=== Given information ===

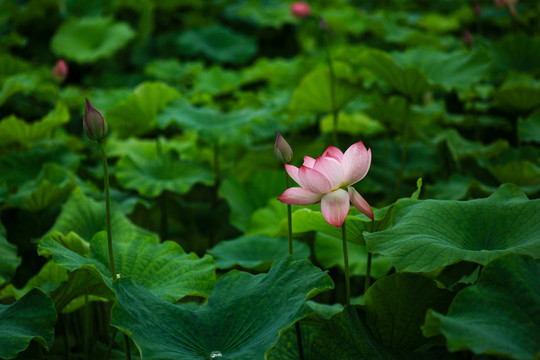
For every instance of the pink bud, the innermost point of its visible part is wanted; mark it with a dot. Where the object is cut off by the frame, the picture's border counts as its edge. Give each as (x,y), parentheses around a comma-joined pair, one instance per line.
(467,38)
(59,71)
(282,150)
(94,123)
(477,10)
(300,9)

===

Work instructions:
Please copy out the entries above exactly as they appear, but skip their images.

Response below:
For every instance of the pink bud, the innermost point of its visible part is wanted; mark it with a dot. Where the object is cut off by the frame, the picture's border counts as its edge. Give each as (x,y), parentheses around a comma-joined pair, one instance per line.
(467,38)
(59,71)
(282,150)
(94,123)
(477,10)
(300,9)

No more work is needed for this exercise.